Excerpts from point annotation data
********
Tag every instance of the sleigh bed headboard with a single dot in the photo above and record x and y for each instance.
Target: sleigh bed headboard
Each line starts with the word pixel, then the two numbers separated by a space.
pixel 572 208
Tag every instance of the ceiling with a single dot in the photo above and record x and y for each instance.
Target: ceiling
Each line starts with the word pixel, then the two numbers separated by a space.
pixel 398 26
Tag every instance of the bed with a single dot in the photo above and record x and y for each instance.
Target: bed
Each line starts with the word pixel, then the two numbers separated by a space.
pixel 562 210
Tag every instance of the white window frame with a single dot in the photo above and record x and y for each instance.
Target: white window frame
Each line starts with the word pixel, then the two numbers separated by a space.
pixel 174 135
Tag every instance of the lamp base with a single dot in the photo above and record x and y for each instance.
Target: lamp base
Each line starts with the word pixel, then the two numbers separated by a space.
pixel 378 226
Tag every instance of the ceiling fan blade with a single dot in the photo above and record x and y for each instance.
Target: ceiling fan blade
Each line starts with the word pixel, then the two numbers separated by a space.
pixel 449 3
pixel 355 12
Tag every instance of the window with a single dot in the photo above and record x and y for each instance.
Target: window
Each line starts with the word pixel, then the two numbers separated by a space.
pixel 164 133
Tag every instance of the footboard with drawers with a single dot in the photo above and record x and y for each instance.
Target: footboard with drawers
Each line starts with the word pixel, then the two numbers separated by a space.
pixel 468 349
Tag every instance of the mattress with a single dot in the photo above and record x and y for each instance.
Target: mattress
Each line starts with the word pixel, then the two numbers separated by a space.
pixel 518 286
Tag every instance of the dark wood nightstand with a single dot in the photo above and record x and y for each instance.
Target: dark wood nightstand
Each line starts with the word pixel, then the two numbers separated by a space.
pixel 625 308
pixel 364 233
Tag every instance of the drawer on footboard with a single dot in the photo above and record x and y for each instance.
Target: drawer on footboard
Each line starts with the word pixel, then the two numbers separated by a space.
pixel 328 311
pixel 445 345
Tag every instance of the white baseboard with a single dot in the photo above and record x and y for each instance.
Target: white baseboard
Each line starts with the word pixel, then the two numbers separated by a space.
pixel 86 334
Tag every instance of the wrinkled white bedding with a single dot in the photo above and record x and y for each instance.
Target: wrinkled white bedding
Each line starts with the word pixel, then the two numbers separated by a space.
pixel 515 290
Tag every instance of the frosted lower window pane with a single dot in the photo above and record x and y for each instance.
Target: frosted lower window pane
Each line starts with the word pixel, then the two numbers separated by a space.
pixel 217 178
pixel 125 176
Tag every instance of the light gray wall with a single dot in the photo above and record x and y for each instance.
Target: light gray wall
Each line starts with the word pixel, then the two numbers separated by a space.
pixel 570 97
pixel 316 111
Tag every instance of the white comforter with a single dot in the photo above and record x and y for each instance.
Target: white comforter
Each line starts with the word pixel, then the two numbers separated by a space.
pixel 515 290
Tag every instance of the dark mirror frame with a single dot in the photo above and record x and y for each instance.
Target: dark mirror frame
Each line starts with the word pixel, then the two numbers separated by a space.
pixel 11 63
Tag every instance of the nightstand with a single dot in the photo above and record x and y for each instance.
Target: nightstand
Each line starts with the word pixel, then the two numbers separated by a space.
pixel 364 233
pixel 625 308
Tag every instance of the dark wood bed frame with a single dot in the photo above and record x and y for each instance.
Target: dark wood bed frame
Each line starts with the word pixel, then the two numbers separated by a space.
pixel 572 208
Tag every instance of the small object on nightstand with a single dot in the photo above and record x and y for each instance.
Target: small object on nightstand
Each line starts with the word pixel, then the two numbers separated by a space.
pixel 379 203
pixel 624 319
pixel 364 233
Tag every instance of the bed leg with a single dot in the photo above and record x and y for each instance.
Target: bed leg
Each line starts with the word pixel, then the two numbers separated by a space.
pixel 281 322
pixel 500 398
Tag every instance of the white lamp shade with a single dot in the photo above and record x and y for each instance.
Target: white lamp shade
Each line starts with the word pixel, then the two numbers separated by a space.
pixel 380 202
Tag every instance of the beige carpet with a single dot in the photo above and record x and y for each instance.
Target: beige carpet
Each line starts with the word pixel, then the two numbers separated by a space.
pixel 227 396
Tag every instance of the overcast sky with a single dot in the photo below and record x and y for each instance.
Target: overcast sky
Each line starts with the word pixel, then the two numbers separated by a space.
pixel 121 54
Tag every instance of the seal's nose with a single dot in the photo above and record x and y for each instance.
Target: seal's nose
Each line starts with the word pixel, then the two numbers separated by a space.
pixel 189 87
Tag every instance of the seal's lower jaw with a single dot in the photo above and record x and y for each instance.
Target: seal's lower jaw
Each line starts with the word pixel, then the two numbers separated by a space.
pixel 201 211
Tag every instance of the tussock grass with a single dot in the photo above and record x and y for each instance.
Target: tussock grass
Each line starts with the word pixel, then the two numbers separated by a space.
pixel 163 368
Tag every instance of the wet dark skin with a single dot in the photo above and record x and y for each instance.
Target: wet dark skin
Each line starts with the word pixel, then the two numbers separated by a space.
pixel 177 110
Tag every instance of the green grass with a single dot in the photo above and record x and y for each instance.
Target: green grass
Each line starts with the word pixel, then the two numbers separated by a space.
********
• _Problem to solve_
Reproduce the entries above, switching every occurrence of "single dot" to "single marker" and keeping all other text identical.

• _Solution for this task_
Tag every instance of the sleigh bed headboard with a single marker in the photo above and record x and y for each instance.
Target: sleigh bed headboard
Each line starts with the word pixel, then the two numbers separated by a space.
pixel 572 208
Tag every instance of the ceiling with a single marker in the photo above and record x and y for each instance.
Target: ceiling
Each line starts with the word pixel, then the two numbers separated by a space.
pixel 398 26
Tag every instance of the bed with a single marker in the photo above and record x and y for each instance.
Target: bed
Each line starts with the word pixel, then the two numbers separated by a space.
pixel 562 210
Tag every instance of the white window frame with a single marker in the photo above and record x and y for each instance.
Target: white window frame
Each line starts with the word pixel, then the two numbers separated by a space.
pixel 174 135
Tag every instance of the lamp base with a single marker in the photo above and record x and y for each instance.
Target: lamp base
Each line starts with the word pixel, then the two numbers separated by a space.
pixel 378 226
Tag every instance of the ceiling fan blade with a single marker in the photo above and record x and y for each instance.
Target: ceiling fan blade
Each line starts with the word pixel, then the two numbers separated by a space.
pixel 449 3
pixel 355 12
Tag every instance of the window with a single marker in the photo above and record x and y for each instance.
Target: window
Each line starts with the word pixel, then the two numbers separated by a space.
pixel 164 133
Tag every instance of the footboard with drawers with a single marker in the photo above and record x and y for each instance.
Target: footboard with drawers
Each line starts with the word pixel, then the two numbers separated by a space.
pixel 468 349
Tag every instance of the mattress with a single marker in the photo above and record x and y for each instance.
Target: mattress
Each line starts with the word pixel, then the two numbers separated by a space.
pixel 518 286
Tag every instance of the dark wood nightstand with a single marker in the photo above and record x and y for each instance.
Target: dark wood nightstand
Each line starts with the word pixel, then the two numbers separated by a space.
pixel 625 308
pixel 364 233
Tag every instance of the drawer on footboard with a single marker in the photo above and record x and y for each instance.
Target: drawer on footboard
Each line starts with the word pixel, then the two numbers separated by a space.
pixel 328 311
pixel 445 345
Tag every instance of the white baseboard with a single marker in the photo above and record x and y for each instance.
Target: white baseboard
Each line starts with the word pixel, then the two numbers separated by a space.
pixel 86 334
Tag every instance of the wrinkled white bedding with a single marker in the photo above and record x and y for each instance.
Target: wrinkled white bedding
Each line starts with the word pixel, then the two numbers separated by a space.
pixel 515 290
Tag every instance of the frosted lower window pane with a single marker in the photo above and record x and y for each instance.
Target: frosted lower window pane
Each line starts with the word pixel, then the two numbers separated by a space.
pixel 217 178
pixel 125 176
Tag every instance of the light gray wall with a single marker in the photo above and record x and y for each instance.
Target: light gray wall
Each line starts with the word pixel, then the two numbers separated by a space.
pixel 570 97
pixel 316 111
Tag every instance of the white comforter with a single marker in the photo above and record x and y for each instance.
Target: white comforter
Each line starts with the word pixel, then the two numbers separated by a space.
pixel 515 290
Tag every instance of the dark mirror frame with a single marker in the photo above and record x and y for each instance.
Target: dark mirror frame
Each line starts with the word pixel, then the two numbers separated by a space.
pixel 11 63
Tag every instance of the nightstand with a single marker in the photo above and record x and y for each instance.
Target: nightstand
Each line starts with the word pixel, then the two numbers separated by a space.
pixel 364 233
pixel 625 308
Tag every instance of the dark wood bed frame with a single marker in the photo above and record x and y for each instance.
Target: dark wood bed frame
Each line starts with the word pixel, then the two numbers separated by a space.
pixel 572 208
Tag every instance of the small object on nightstand with a single marker in the photo above and record x and y for each instance.
Target: small object on nightstand
Each line starts with the word pixel, then the two numbers separated by a space.
pixel 379 203
pixel 624 319
pixel 364 233
Tag every instance of the bed leg with a single marker in the photo above and record x and y for each instance.
Target: bed leg
Each line starts with the word pixel, then the two numbers separated by a space.
pixel 281 322
pixel 500 398
Tag every instance of the white lamp shade with a single marker in the photo above and record x and y for each instance.
Target: white lamp shade
Each line starts with the word pixel, then the two numbers separated by a space.
pixel 380 202
Tag every instance of the beige carpet with a single marker in the photo above and record x and y for each instance.
Target: beige carpet
Each line starts with the word pixel, then the two numbers separated by a space.
pixel 227 396
Tag every instance of the overcast sky with a single marker in the photo below and record x and y for each instance.
Target: overcast sky
Each line starts with the word pixel, then the two numbers separated by a space.
pixel 121 54
Tag every instance of the seal's nose with a single marker in the photo above and record x and y for each instance.
Target: seal's nose
Each line starts with the word pixel, then the two numbers separated by a space.
pixel 189 87
Tag every instance of the seal's lower jaw with a single marker in the photo above and record x and y for each instance.
Target: seal's lower jaw
Each line starts with the word pixel, then the two numbers separated by a space.
pixel 201 211
Tag every instance of the tussock grass with a single marker in the photo above and record x and y for each instance.
Target: tussock grass
Each line starts with the word pixel, then the two numbers separated by a space.
pixel 163 368
Tag every instance of the wet dark skin with a single marker in the photo above and record x and y for each instance.
Target: wet dark skin
Each line starts with the word pixel, then the two numbers separated by a space.
pixel 177 110
Tag every instance of the green grass with a single marker in the photo above and record x and y for each instance.
Target: green grass
Each line starts with the word pixel, then the two numbers separated by a space.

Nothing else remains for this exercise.